Start of Extracted data
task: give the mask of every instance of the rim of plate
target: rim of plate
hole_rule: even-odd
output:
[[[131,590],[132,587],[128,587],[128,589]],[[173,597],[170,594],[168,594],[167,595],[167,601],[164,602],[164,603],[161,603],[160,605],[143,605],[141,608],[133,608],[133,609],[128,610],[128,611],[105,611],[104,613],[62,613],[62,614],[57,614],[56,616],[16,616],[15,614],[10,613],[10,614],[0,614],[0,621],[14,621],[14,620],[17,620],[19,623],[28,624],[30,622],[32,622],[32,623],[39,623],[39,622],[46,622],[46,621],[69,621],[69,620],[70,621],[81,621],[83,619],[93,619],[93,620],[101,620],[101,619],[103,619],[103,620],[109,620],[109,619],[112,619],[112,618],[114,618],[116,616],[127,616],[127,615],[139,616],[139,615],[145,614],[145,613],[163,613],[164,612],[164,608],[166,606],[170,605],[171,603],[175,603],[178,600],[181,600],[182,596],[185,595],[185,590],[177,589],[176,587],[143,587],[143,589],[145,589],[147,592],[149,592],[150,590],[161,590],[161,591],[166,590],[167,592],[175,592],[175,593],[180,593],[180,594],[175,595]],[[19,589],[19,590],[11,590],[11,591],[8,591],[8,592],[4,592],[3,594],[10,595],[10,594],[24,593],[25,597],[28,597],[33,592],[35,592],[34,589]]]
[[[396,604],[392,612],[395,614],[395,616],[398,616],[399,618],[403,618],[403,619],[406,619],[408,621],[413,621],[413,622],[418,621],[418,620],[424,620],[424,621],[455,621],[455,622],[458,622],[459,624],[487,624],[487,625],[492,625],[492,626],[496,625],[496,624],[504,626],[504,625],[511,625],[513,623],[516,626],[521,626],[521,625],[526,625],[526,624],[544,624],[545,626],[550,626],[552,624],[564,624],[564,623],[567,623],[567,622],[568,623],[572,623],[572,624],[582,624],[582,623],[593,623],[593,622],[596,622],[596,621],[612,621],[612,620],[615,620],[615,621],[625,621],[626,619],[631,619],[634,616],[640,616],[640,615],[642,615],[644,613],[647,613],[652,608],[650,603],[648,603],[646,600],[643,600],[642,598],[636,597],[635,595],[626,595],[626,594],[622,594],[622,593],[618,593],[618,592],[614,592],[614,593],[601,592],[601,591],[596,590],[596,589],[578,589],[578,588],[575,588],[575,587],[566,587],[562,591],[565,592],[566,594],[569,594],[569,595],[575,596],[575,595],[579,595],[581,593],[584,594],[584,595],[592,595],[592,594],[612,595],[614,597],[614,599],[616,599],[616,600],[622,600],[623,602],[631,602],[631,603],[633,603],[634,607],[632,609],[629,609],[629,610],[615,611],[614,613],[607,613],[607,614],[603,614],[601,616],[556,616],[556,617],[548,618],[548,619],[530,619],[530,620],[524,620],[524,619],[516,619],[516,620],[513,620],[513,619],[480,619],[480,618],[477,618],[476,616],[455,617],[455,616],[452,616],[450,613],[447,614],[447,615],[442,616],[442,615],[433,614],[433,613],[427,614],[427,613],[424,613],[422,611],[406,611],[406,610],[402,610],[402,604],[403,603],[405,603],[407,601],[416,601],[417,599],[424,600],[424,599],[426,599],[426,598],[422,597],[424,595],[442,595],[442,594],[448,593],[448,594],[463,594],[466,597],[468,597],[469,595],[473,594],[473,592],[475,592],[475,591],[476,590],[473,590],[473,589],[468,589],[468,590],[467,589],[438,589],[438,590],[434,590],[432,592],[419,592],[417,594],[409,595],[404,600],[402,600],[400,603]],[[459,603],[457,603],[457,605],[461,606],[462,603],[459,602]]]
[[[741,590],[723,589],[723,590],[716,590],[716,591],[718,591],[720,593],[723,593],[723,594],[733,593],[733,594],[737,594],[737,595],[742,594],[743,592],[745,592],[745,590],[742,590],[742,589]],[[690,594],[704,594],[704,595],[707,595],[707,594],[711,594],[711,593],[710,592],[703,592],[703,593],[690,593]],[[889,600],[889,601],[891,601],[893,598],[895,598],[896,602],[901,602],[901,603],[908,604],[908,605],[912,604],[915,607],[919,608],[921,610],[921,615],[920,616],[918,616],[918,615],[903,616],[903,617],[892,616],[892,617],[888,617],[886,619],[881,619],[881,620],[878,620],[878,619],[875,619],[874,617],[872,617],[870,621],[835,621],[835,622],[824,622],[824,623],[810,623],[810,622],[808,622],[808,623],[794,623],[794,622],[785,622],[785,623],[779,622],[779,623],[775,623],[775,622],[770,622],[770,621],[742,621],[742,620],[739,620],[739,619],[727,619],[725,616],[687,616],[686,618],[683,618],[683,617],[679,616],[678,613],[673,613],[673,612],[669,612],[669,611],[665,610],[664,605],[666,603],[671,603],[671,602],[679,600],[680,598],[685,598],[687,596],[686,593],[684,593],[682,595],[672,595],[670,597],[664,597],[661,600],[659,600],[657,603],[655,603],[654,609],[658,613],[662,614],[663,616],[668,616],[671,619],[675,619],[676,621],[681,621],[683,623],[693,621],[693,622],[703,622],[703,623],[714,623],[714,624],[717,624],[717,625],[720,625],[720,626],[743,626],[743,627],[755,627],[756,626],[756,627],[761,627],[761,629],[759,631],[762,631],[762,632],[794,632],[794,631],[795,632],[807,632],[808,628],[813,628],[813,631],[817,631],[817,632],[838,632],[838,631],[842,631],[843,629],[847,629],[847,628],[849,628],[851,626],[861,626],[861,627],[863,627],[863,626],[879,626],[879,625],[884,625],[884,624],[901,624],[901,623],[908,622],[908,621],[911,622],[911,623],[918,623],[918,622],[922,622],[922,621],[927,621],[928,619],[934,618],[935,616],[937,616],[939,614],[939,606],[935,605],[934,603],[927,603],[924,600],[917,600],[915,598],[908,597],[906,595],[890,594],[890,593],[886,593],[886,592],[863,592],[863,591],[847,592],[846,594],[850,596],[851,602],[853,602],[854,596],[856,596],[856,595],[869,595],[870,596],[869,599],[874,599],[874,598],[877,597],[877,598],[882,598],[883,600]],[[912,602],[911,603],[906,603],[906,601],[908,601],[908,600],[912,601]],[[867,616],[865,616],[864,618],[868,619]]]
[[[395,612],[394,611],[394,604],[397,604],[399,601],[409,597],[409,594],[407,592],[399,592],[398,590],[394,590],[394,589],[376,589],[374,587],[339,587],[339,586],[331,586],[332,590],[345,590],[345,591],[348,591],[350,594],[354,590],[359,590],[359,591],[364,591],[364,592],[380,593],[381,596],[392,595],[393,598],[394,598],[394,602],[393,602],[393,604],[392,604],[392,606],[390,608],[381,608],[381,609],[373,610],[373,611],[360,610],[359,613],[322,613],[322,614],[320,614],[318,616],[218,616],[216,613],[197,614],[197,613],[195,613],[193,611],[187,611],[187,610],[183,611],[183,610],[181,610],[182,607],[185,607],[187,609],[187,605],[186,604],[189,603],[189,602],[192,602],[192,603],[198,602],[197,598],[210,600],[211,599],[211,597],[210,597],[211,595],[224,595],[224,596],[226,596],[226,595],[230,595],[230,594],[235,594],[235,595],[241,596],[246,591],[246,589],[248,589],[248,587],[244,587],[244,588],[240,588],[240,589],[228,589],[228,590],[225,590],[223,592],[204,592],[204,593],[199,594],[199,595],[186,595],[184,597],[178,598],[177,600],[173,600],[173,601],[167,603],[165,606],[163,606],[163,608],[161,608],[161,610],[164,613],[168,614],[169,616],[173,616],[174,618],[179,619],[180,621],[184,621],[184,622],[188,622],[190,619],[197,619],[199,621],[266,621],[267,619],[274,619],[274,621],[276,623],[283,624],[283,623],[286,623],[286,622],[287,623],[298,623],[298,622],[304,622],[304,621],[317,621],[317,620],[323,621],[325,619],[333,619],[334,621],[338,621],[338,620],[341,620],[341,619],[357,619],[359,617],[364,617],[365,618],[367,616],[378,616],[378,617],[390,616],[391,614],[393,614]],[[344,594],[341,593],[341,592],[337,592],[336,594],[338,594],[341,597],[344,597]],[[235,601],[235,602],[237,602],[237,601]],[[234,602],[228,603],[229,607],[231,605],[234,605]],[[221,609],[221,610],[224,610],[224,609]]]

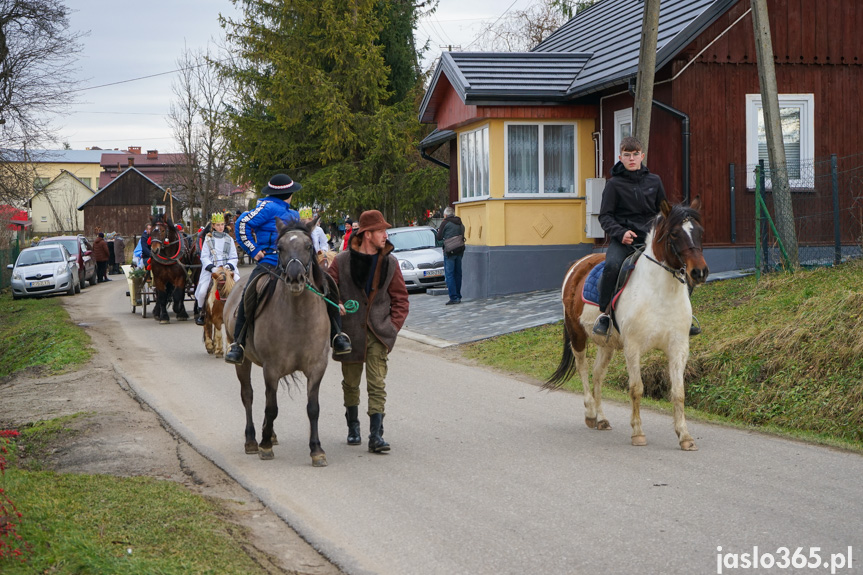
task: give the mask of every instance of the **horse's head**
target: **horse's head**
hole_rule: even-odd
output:
[[[303,293],[307,283],[320,285],[323,277],[319,277],[321,270],[315,261],[311,229],[300,222],[285,224],[279,218],[276,218],[276,229],[279,232],[279,273],[291,293]]]
[[[219,266],[212,271],[212,284],[219,292],[219,299],[227,300],[234,289],[234,272]]]
[[[177,259],[183,251],[180,232],[174,222],[161,216],[153,218],[153,229],[150,231],[150,251],[165,259]]]
[[[672,207],[663,201],[653,235],[656,259],[671,269],[686,270],[689,285],[704,283],[710,272],[701,247],[704,227],[700,209],[700,197],[692,200],[688,207],[681,204]]]

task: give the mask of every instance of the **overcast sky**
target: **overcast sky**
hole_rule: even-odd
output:
[[[429,40],[424,66],[431,66],[442,46],[470,49],[484,27],[534,1],[440,0],[437,12],[423,18],[417,30],[419,45]],[[176,74],[165,73],[177,68],[184,45],[204,48],[211,38],[221,38],[218,16],[236,15],[234,5],[230,0],[67,0],[67,5],[73,30],[90,32],[78,62],[79,88],[164,75],[78,92],[79,103],[58,124],[60,142],[76,150],[176,151],[167,123]]]

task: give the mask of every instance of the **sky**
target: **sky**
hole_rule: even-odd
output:
[[[416,32],[418,45],[429,42],[424,68],[448,46],[470,50],[485,27],[535,1],[440,0]],[[176,151],[167,121],[177,79],[171,72],[184,47],[204,49],[222,37],[219,14],[236,17],[234,5],[230,0],[67,0],[67,6],[73,11],[72,30],[89,35],[82,39],[77,63],[77,103],[58,119],[55,147],[68,142],[75,150],[140,146],[142,151]],[[128,81],[136,78],[142,79]],[[105,86],[117,82],[122,83]]]

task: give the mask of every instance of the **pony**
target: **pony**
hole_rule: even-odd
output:
[[[600,310],[596,304],[586,303],[582,296],[590,271],[605,259],[605,254],[581,258],[569,268],[563,280],[563,356],[543,388],[561,387],[577,369],[584,388],[585,424],[591,429],[611,429],[602,412],[602,381],[615,350],[622,350],[629,373],[632,445],[647,445],[640,414],[644,393],[641,356],[652,349],[660,349],[668,360],[674,431],[680,448],[684,451],[698,449],[683,414],[683,370],[689,359],[690,286],[704,283],[709,273],[702,253],[704,228],[700,209],[698,197],[688,207],[671,207],[668,202],[662,202],[647,236],[644,253],[626,288],[615,299],[614,325],[613,329],[609,328],[607,337],[593,334],[593,324]],[[592,391],[586,361],[590,341],[597,346]]]
[[[244,346],[245,361],[235,366],[235,369],[240,381],[240,397],[246,410],[246,453],[258,453],[261,459],[273,458],[273,422],[279,413],[276,398],[278,383],[281,378],[299,371],[306,376],[306,413],[310,424],[312,465],[324,467],[327,459],[318,437],[318,396],[330,352],[330,321],[323,298],[307,287],[327,294],[329,283],[315,258],[311,237],[313,225],[314,222],[286,225],[276,219],[279,263],[271,271],[269,281],[259,281],[249,287],[249,290],[254,289],[260,294],[261,303],[254,317],[250,310],[246,310],[248,333]],[[233,341],[237,308],[249,277],[237,282],[225,304],[225,329],[229,341]],[[330,299],[333,297],[330,296]],[[266,386],[267,399],[260,444],[255,440],[255,425],[252,422],[252,363],[263,368]]]
[[[183,305],[186,288],[186,268],[181,263],[185,246],[174,222],[161,215],[152,220],[150,231],[150,272],[156,291],[153,317],[161,324],[170,323],[168,297],[174,300],[174,313],[178,321],[186,321],[189,314]]]
[[[234,272],[219,266],[212,271],[213,281],[204,302],[204,347],[207,353],[223,357],[225,349],[222,345],[222,312],[225,301],[234,289]]]
[[[207,224],[209,226],[209,224]],[[204,233],[206,235],[206,232]],[[184,234],[183,245],[185,249],[180,258],[180,262],[186,268],[186,293],[191,296],[192,315],[197,318],[201,310],[198,309],[198,300],[195,299],[195,288],[198,287],[198,282],[201,279],[201,245],[203,242],[201,232],[197,234]]]

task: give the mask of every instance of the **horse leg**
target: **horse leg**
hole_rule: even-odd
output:
[[[210,321],[209,316],[206,316],[204,319],[204,347],[207,348],[207,353],[209,353],[210,355],[212,355],[213,352],[215,351],[215,346],[213,345],[213,332],[214,332],[213,328],[214,328],[213,322]],[[216,334],[216,337],[218,337],[221,340],[221,337],[222,337],[221,330]],[[221,344],[221,341],[219,341],[219,343]],[[222,356],[217,355],[216,357],[222,357]]]
[[[240,399],[246,410],[246,453],[257,453],[258,442],[255,441],[255,423],[252,420],[252,362],[244,361],[236,366],[237,379],[240,380]]]
[[[687,342],[688,343],[688,342]],[[674,431],[680,440],[680,449],[683,451],[698,451],[698,446],[695,445],[695,440],[689,434],[689,429],[686,427],[686,416],[683,414],[683,399],[685,391],[683,389],[683,371],[686,367],[686,358],[689,356],[689,349],[684,353],[668,355],[668,372],[671,378],[671,403],[674,406]]]
[[[167,288],[166,288],[167,290]],[[168,292],[166,290],[156,290],[156,300],[158,300],[159,314],[153,311],[153,317],[159,318],[159,323],[171,323],[171,318],[168,317]]]
[[[183,286],[174,288],[174,313],[177,314],[177,321],[188,321],[189,314],[186,313],[186,305],[183,300],[186,299],[186,290]]]
[[[306,413],[309,416],[309,451],[312,456],[313,467],[326,467],[327,456],[321,447],[321,440],[318,437],[318,416],[321,412],[321,405],[318,402],[318,395],[321,388],[321,379],[324,374],[320,373],[315,377],[306,376],[308,401],[306,402]]]
[[[632,445],[647,445],[644,430],[641,429],[641,396],[644,395],[644,382],[641,380],[641,351],[624,350],[626,370],[629,372],[629,399],[632,402]]]
[[[213,331],[213,348],[216,353],[216,357],[224,357],[225,348],[222,343],[222,321],[218,319],[216,321],[211,321],[209,317],[205,318],[204,321],[207,322],[208,325],[212,326],[211,329]]]
[[[608,372],[608,364],[614,356],[614,349],[610,347],[597,346],[596,360],[593,362],[593,400],[596,405],[596,429],[610,431],[611,424],[602,412],[602,382]],[[585,372],[587,369],[585,369]]]
[[[258,456],[261,459],[272,459],[273,455],[273,422],[279,416],[279,403],[277,392],[279,390],[278,374],[268,373],[264,368],[264,382],[266,385],[267,405],[264,407],[264,425],[261,428],[261,443],[258,446]]]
End of Extracted data
◆ Directions for this task ◆
How many of the lines in the records include the word "pony"? Only the number should be given.

◆ Output for this exercise ◆
2